Tasks to perform
1. In the video game shirt thread, what wording does RhinoAmato plan to print in place of "Punch Out"?
2. Please explain why RhinoAmato considers the Mario and Pillsbury Doughboy shirt ideas off limits, based on the video game shirt thread.
### Text extract
# Can I print shirts with graphics resembling old video games?



## RhinoAmato (Feb 23, 2009)

I just got a few ideas based on old Nintendo games, like Mike Tyson's Punch Out? The graphics would be created using similar fonts and I wanted to know if Nintendo still held copyrights on games they no longer sell. I know it's best to consult a lawyer, but considering costs, I'd like to get your opinions first. Do you think it would be an issue to make shirts like this? Thanks everyone!


----------



## Greatzky (Jan 28, 2009)

if it's a reference or a parody of the name or something I think you would be ok. I make shirts for Earthbound, phoenix wright, and chrono trigger and I haven't had problems with any of them. I don't use the name of the game on the shirt. 
In doubt ask a lawyer, but i'd say you are probably alright.

-Scott Lewis


----------



## RhinoAmato (Feb 23, 2009)

Thanks Scott,

It will definitely be a parody and I'm not going to use the exact words. It say Punched Out instead of Punch Out but be in a similar font with boxing gloves.

I had some other good ideas using Mario and the Pillsbury Doughboy but I those are off limits considering they are still used to market products.


----------



## Solmu (Aug 15, 2005)

RhinoAmato said:


> I wanted to know if Nintendo still held copyrights on games they no longer sell.


Absolutely. Think of the longest duration that could ever possibly be reasonable for copyright, then double it. You're now at half the time it _actually_ lasts 



RhinoAmato said:


> I'd like to get your opinions first.


Our opinions suck. We're all "Hey, it's not my company... do whatever the hell you want." And Nintendo are all "Pew pew pew, hahaha, I sue you!!!"


----------



## RhinoAmato (Feb 23, 2009)

How to large companies like Johnny Cupcakes get away with poking fun at the Jordan logo. Is it because he changed it enough to include a chef dunking a cupcake? I thought if any company would sue Nike would be one for sure.


----------



## splathead (Dec 4, 2005)

RhinoAmato said:


> How to large companies like Johnny Cupcakes get away with poking fun at the Jordan logo. Is it because he changed it enough to include a chef dunking a cupcake? I thought if any company would sue Nike would be one for sure.
######
### Excerpted data
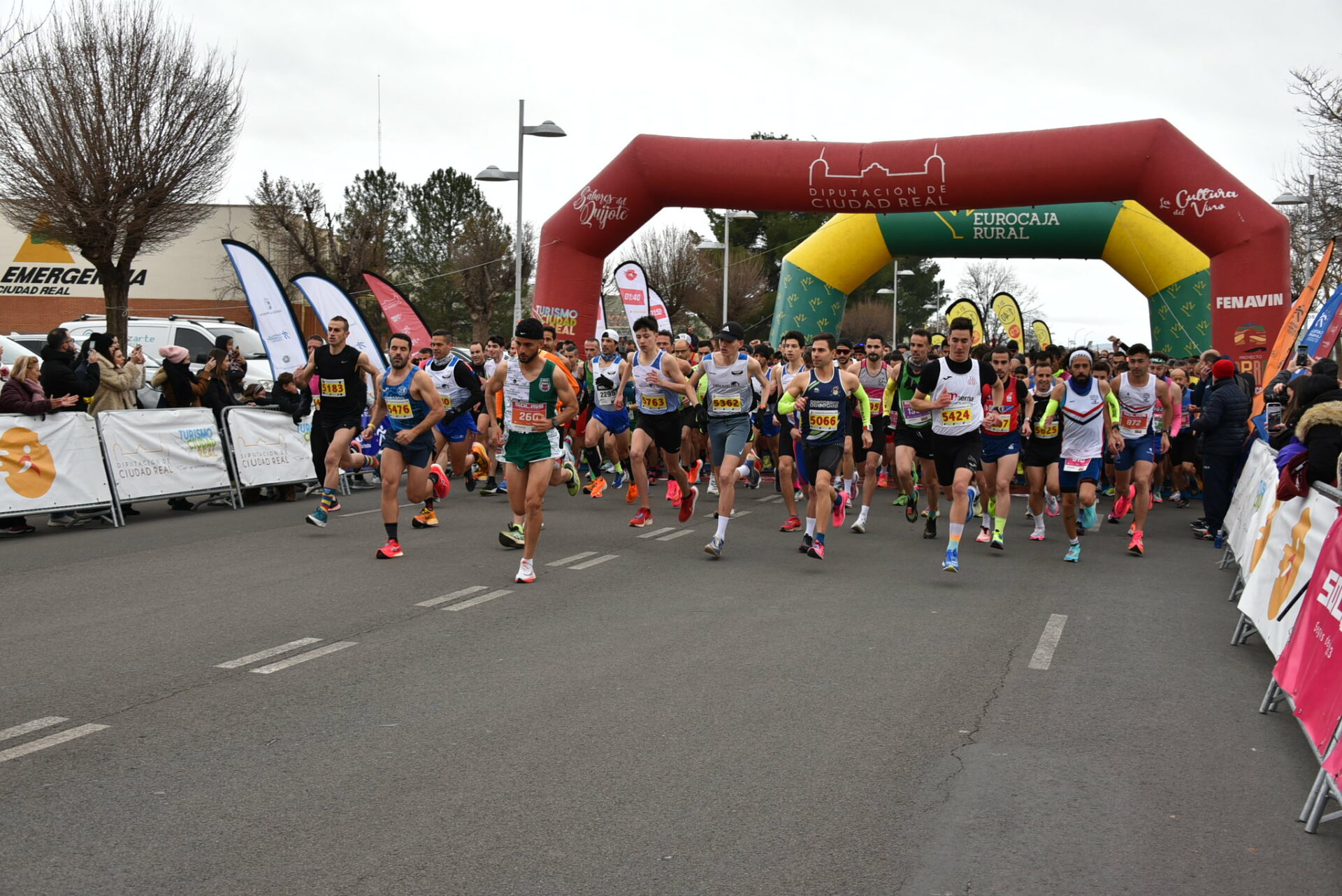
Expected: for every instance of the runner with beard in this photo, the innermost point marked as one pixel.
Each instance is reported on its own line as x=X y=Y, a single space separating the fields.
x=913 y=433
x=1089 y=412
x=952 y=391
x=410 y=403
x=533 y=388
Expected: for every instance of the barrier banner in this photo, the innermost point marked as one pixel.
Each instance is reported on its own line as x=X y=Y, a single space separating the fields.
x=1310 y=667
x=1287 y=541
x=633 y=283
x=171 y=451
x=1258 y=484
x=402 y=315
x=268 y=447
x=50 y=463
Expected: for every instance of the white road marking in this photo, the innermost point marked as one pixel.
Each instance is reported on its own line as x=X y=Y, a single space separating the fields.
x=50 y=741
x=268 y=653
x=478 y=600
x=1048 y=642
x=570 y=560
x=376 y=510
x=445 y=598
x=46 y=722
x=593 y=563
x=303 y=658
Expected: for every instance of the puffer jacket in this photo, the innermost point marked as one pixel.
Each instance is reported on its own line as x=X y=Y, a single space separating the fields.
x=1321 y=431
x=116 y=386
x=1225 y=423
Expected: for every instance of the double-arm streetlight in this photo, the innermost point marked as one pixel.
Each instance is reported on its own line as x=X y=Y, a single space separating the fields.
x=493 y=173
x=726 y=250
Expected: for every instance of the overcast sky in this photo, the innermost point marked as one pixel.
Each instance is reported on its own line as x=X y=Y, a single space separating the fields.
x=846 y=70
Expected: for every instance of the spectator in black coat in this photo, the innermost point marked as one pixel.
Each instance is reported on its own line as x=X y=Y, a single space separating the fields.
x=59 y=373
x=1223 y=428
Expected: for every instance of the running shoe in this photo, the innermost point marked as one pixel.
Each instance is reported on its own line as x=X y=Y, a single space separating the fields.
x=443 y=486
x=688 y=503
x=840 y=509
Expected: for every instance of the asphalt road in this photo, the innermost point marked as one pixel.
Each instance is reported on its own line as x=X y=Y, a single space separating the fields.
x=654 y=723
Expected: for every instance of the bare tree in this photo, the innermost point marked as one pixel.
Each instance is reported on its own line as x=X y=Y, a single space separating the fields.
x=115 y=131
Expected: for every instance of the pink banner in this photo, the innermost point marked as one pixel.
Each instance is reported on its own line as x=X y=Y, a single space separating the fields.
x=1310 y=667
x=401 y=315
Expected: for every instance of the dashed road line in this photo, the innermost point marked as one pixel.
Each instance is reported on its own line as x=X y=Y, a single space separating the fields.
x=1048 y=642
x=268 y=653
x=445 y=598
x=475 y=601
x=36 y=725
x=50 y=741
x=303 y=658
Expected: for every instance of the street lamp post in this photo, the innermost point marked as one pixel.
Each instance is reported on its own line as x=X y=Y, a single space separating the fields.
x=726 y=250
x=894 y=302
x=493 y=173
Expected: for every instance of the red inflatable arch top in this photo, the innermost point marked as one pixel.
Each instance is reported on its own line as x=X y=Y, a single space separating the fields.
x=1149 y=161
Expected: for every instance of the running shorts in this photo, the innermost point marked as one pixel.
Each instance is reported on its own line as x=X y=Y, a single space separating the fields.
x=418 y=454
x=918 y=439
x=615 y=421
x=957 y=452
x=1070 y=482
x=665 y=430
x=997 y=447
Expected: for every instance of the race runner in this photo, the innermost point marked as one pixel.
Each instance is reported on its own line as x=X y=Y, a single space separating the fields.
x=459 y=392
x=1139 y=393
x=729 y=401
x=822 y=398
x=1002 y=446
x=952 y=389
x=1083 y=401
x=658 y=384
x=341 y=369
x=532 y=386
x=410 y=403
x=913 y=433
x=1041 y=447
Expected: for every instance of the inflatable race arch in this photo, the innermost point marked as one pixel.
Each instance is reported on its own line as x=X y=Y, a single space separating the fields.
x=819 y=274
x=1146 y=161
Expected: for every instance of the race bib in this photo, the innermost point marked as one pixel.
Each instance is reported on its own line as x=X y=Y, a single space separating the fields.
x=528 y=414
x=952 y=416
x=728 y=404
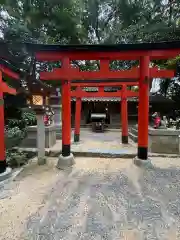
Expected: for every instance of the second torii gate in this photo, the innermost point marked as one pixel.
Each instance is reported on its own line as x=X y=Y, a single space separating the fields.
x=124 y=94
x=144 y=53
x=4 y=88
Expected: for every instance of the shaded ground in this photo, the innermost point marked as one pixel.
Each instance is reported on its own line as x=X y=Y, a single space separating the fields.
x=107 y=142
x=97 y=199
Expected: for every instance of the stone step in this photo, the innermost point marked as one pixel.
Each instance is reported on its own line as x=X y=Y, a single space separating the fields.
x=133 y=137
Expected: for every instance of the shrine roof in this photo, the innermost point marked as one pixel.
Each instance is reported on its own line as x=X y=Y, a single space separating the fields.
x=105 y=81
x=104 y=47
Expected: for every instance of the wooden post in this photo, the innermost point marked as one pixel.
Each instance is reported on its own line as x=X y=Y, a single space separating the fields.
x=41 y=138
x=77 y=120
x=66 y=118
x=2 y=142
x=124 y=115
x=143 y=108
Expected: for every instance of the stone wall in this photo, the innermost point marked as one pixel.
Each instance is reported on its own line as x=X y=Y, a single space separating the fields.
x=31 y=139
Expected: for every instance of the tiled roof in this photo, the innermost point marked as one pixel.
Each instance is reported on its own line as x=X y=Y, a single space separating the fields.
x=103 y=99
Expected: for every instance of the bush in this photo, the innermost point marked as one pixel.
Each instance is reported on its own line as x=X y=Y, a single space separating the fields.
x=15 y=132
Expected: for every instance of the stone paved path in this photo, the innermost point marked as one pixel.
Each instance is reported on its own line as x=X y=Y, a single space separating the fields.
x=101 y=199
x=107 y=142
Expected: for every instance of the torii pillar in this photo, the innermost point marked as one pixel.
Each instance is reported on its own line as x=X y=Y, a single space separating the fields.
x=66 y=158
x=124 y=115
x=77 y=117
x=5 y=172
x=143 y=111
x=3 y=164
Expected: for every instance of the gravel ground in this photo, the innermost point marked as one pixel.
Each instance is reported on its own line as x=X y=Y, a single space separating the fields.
######
Answers below
1. "Punched Out"

2. RhinoAmato considers those ideas off limits because Mario and the Pillsbury Doughboy are still used to market products.